=== Extracted information ===
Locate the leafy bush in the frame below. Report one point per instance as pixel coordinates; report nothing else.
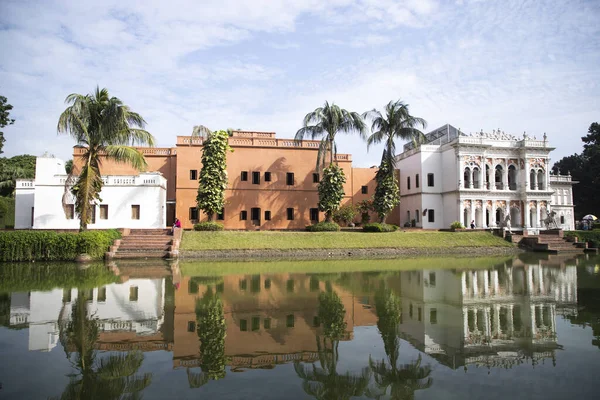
(208, 226)
(457, 225)
(323, 227)
(377, 227)
(53, 246)
(345, 214)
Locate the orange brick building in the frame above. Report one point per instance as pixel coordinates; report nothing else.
(272, 182)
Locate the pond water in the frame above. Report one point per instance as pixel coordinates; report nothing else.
(495, 328)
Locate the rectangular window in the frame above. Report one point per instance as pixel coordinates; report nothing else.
(255, 323)
(430, 215)
(314, 215)
(255, 215)
(70, 211)
(289, 321)
(430, 181)
(433, 316)
(135, 211)
(103, 211)
(432, 279)
(102, 295)
(133, 293)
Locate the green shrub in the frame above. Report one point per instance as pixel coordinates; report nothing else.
(377, 227)
(323, 227)
(456, 225)
(208, 226)
(52, 246)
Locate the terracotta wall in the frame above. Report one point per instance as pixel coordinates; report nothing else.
(252, 152)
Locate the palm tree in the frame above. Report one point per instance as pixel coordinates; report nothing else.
(112, 377)
(397, 124)
(106, 128)
(405, 379)
(323, 381)
(327, 121)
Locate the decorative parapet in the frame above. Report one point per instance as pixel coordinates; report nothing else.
(25, 184)
(241, 141)
(146, 151)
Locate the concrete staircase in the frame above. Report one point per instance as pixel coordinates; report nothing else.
(551, 241)
(144, 243)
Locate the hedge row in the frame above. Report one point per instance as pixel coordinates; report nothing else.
(323, 227)
(51, 246)
(377, 227)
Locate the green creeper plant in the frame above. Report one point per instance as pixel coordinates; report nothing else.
(213, 175)
(387, 195)
(331, 190)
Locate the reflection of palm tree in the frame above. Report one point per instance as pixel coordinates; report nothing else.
(324, 382)
(405, 379)
(110, 377)
(211, 330)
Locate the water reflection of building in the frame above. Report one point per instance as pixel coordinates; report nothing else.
(497, 317)
(131, 314)
(271, 319)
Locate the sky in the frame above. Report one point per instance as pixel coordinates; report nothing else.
(519, 66)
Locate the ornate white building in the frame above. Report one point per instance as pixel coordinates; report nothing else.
(482, 177)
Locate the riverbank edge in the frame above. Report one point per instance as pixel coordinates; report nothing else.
(358, 253)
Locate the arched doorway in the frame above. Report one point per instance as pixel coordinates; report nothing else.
(512, 178)
(541, 180)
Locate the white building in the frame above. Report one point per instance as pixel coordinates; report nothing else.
(483, 178)
(127, 201)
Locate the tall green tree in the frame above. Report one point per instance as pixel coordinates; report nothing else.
(97, 376)
(323, 381)
(327, 122)
(213, 175)
(105, 127)
(396, 124)
(402, 381)
(4, 119)
(585, 169)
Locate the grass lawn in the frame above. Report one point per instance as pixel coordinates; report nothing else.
(336, 240)
(202, 268)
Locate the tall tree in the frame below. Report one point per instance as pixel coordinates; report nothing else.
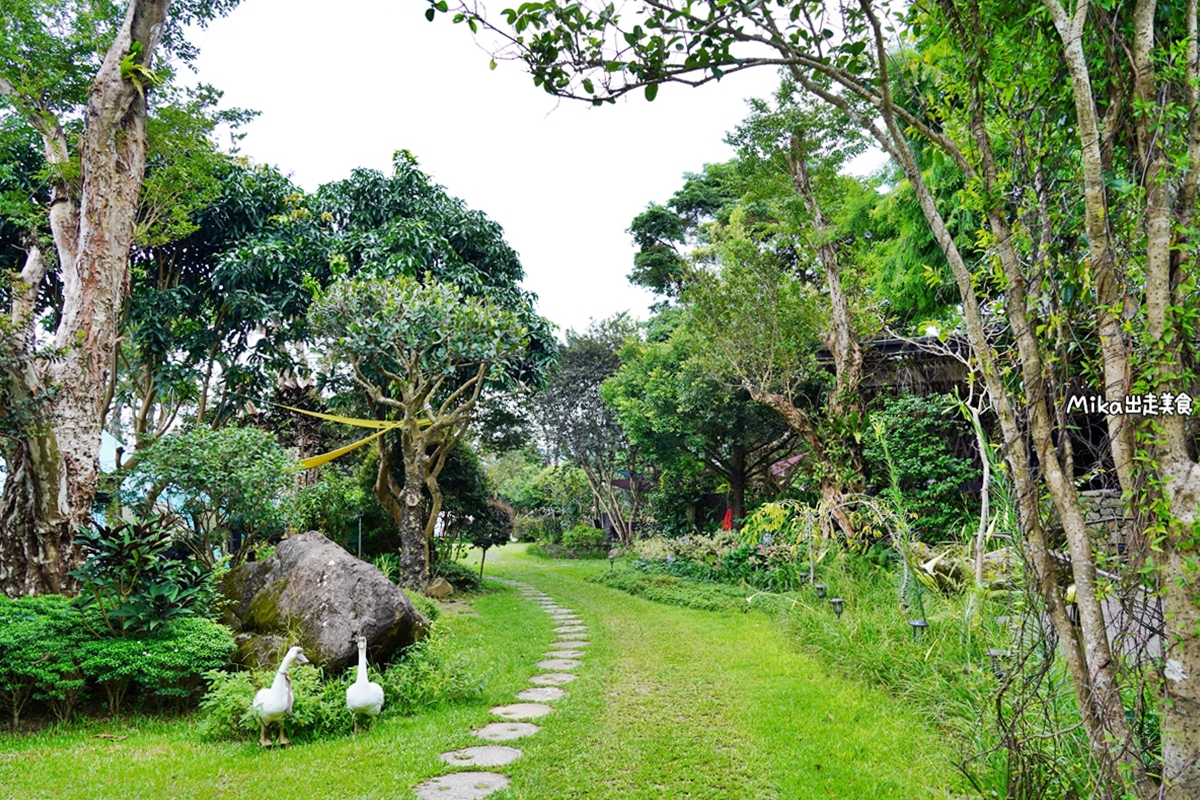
(579, 426)
(63, 61)
(425, 356)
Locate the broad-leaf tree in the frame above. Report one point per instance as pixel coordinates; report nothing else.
(81, 76)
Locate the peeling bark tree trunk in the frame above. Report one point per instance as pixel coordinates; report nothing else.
(55, 470)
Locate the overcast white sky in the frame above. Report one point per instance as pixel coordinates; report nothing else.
(342, 85)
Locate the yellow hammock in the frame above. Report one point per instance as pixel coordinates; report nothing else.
(323, 458)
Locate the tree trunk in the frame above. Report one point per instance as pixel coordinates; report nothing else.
(414, 546)
(407, 510)
(59, 464)
(738, 482)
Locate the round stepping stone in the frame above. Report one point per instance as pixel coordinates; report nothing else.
(522, 710)
(553, 679)
(505, 731)
(461, 786)
(559, 663)
(481, 756)
(541, 693)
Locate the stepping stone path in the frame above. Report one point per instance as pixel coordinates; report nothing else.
(473, 785)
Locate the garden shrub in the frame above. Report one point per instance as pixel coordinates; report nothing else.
(49, 655)
(37, 637)
(585, 539)
(175, 659)
(720, 558)
(675, 591)
(225, 483)
(427, 606)
(431, 672)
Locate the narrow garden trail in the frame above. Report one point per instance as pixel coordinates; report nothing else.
(681, 703)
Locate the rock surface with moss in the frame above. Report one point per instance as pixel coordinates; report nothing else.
(313, 593)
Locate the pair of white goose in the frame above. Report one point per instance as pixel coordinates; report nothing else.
(363, 697)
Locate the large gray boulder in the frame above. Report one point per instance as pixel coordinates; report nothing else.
(313, 591)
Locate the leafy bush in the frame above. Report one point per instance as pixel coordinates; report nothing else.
(135, 579)
(585, 537)
(427, 606)
(431, 672)
(719, 558)
(461, 576)
(675, 591)
(226, 483)
(318, 705)
(174, 660)
(37, 636)
(47, 654)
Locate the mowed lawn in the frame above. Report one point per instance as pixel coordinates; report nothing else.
(682, 703)
(670, 703)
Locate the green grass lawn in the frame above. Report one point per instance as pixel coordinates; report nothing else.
(670, 703)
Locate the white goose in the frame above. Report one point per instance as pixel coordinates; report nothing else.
(364, 696)
(275, 703)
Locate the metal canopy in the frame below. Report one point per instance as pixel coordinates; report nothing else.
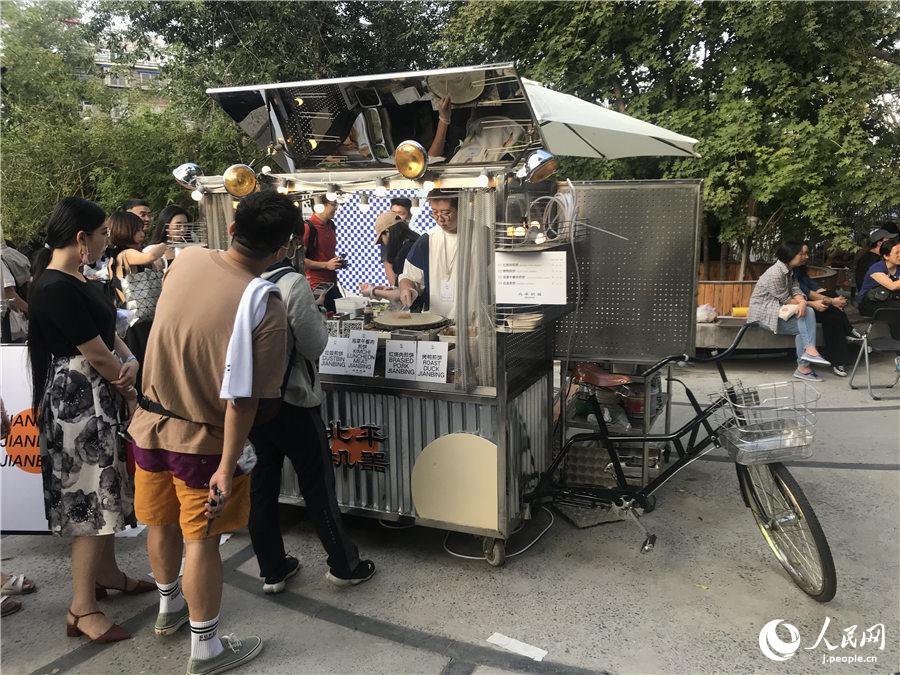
===
- **Requirements**: Copy out every line of the records in which the string "bush" appears, matching case exactly.

- **Expected answer**:
Locate the leafy bush in the frame below. Report one point per instance as pixel coordinates; report nothing else.
Locate the leafy bush in the frame above. Report one point per instance as pixel coordinates; report nothing else.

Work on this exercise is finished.